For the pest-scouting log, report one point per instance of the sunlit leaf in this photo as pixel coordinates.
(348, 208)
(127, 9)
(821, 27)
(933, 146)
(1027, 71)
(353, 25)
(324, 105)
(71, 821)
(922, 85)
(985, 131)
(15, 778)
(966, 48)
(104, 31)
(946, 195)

### PROBLEM DETAILS
Format every line of the items above as a JSON list of strings, one string per line, with blank lines omitted.

### ANSWER TO THIS EXERCISE
[
  "For the pest-scouting log, report one point per instance of the sunlit leaf in this photo as pixel coordinates.",
  "(348, 208)",
  "(127, 9)",
  "(821, 27)",
  "(933, 146)",
  "(1027, 71)",
  "(353, 25)",
  "(324, 105)",
  "(71, 821)",
  "(922, 85)",
  "(985, 131)",
  "(15, 778)",
  "(966, 48)",
  "(104, 31)",
  "(946, 195)"
]